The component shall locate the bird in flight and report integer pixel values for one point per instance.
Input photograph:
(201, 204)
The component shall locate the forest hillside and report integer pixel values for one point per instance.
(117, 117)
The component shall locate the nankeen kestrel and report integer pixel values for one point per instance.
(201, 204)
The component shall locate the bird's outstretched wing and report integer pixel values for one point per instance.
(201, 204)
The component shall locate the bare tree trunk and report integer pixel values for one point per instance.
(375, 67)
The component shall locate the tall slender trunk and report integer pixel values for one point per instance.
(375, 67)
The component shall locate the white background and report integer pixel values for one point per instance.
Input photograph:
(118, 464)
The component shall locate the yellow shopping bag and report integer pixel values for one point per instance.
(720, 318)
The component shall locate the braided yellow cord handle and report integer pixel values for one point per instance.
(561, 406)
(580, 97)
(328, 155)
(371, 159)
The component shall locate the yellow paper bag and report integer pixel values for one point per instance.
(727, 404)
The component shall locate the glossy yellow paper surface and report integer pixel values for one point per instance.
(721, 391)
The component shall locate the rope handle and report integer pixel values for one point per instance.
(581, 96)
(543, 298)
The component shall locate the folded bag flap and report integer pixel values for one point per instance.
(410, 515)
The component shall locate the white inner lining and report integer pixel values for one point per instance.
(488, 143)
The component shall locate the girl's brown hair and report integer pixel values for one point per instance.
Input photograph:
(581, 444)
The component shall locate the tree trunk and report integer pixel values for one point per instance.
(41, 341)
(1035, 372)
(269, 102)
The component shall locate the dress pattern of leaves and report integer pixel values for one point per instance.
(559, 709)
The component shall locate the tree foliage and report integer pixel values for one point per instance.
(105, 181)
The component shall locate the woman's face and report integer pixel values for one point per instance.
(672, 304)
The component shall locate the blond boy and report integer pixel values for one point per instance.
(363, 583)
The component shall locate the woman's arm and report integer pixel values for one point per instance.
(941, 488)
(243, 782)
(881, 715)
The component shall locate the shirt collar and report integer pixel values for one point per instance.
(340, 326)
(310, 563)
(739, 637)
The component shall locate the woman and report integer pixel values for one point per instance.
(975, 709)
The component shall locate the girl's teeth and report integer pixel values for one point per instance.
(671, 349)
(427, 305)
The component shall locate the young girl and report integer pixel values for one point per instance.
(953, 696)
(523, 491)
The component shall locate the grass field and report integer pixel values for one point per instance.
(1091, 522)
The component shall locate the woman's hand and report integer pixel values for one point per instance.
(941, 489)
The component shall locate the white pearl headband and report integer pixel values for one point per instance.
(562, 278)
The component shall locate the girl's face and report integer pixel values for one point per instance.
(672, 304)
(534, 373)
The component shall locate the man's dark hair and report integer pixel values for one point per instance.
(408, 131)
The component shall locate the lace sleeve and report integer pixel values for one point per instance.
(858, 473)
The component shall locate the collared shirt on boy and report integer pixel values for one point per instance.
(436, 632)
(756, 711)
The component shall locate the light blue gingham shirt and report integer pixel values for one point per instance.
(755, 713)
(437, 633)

───

Repeat the entries shown above, every one, word for word.

#### Response to the task:
The component shall locate the bird in flight and report integer pixel values for one point per instance.
Input photograph:
(201, 204)
The component shall locate the forest hillside and report integer pixel values for one point per instance.
(117, 117)
The component shall locate the nankeen kestrel and report integer pixel values for one point per instance.
(201, 204)
The component shall locate the bird's outstretched wing and report integer pixel values for one point per instance.
(201, 204)
The component shall locate the bare tree trunk and report integer pixel values for one point per instance.
(375, 67)
The component shall locate the tall slender trunk and report integer pixel values for one point per instance.
(375, 67)
The component shall locate the white background and report integer pixel values for one point per instance.
Input photograph:
(118, 464)
The component shall locate the yellow shopping bag and report integer pixel values for one point per instance.
(720, 318)
The component shall locate the braided yellow cord handle and report integer pixel values for one point per instance.
(561, 406)
(580, 97)
(328, 155)
(371, 159)
The component shall locate the yellow paper bag and report integer pixel values for one point per instance.
(727, 404)
The component shall locate the glossy yellow paper surface and report integer pixel values for one point per instance.
(721, 391)
The component shall locate the rope handle and report integer pixel values for one point per instance.
(581, 96)
(543, 298)
The component shall locate the folded bag flap and report integer pixel values for one point per instance.
(410, 515)
The component shall locate the white inner lining and report integer pixel values for one point per instance.
(488, 143)
The component shall locate the girl's brown hair and report integer pixel values for one point per instance.
Input photograph:
(581, 444)
The component shall locate the tree trunk and report integer pixel values for one point per instance.
(41, 341)
(1035, 372)
(269, 102)
The component shall locate the dress pattern of leaves and report integer pixel values for one point per instance.
(559, 709)
The component shall locate the tree foliage and report integer pixel values for one point per instance.
(105, 181)
The component shall locate the woman's face and report integer pixel values for one point per instance.
(672, 304)
The component shall locate the blond boy and report integer pixel values for one point per instance.
(363, 583)
The component shall locate the woman's arm and report integer pixel values for one point per instance.
(941, 488)
(243, 782)
(881, 715)
The component shall locate the shirt collar and report integer pixel values for one point per instance.
(340, 326)
(310, 563)
(739, 637)
The component shall locate the woman and report integer pixel values for one point per instance.
(975, 709)
The component shall locate the girl's teeth and report integer pixel values for one point per instance.
(671, 349)
(427, 305)
The component shall locate the young girl and report integer pixel values for one point per instance.
(953, 696)
(523, 491)
The component shall locate the grass field and report integer pixel values for one point per instance.
(1091, 522)
The component shall locate the woman's hand and report integer pixel values for one point per instance.
(941, 489)
The component shall locate the white pearl headband and report integer pixel values for one point per instance.
(562, 278)
The component shall locate the girl's face and report integer pixel values for one point per instance.
(672, 304)
(534, 373)
The component shall locate the man's dark hair and report integer pixel values for one point per instance.
(408, 131)
The component shall locate the lace sleeve and report integer pixel values for one point per instance.
(858, 473)
The component shall locate the collared shirt on boy and report integer pixel values for one point per instance.
(436, 632)
(756, 711)
The component shall locate the light blue gingham shirt and report integer pixel values for one point per instance.
(755, 713)
(437, 633)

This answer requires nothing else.